THINGS TO DO
**a.** In the tutorial excerpt on adding FastAPI to an MCP server, under what path prefix is the MCP router mounted?
**b.** For what purposes does the tutorial excerpt on adding FastAPI to an MCP server say you might expose the same tools over HTTP? List every one.

BEGIN GIVEN TEXT

Run python mcp_server.py. If nothing errors out, your MCP server is live on stdio. The server reads JSON-RPC messages from stdin and writes responses to stdout — FastAPI isn't even involved yet. You'll add HTTP in the next section.

5. Add FastAPI for HTTP (Optional but Recommended)

stdio mode works great for Claude Desktop. But if you want to expose the same tools over HTTP — for web apps, Cursor agents, or production deploys — wrap the MCP server in FastAPI. The MCP SDK has a FastAPI integration that makes this almost effortless.

# server_http.py

import asyncio
from fastapi import FastAPI
from mcp.server.fastapi import create_fastapi_wrapper

from mcp_server import app as mcp_app

app = FastAPI(title="RAG MCP Server")

# Wrap the MCP app as a FastAPI router
mcp_router = create_fastapi_wrapper(mcp_app)
app.include_router(mcp_router, prefix="/mcp")

@app.get("/health")
def health():
    return {"status": "ok", "server": "rag-mcp"}

# Run: uvicorn server_http:app --reload --port 8000

Now you have both: stdio mode for Claude Desktop (the local dev workflow) and HTTP mode for every other client. Same server, two transports.

END GIVEN TEXT
BEGIN DATA EXCERPTS

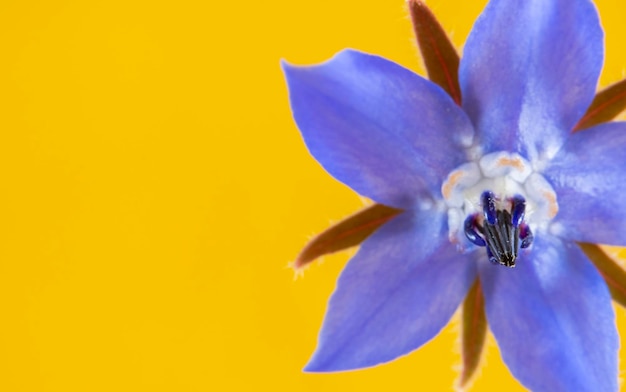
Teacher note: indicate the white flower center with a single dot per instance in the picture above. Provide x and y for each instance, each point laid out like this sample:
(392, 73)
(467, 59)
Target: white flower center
(506, 175)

END DATA EXCERPTS

ANSWERS PER TASK
**a.** /mcp

**b.**
- Web apps
- Cursor agents
- Production deploys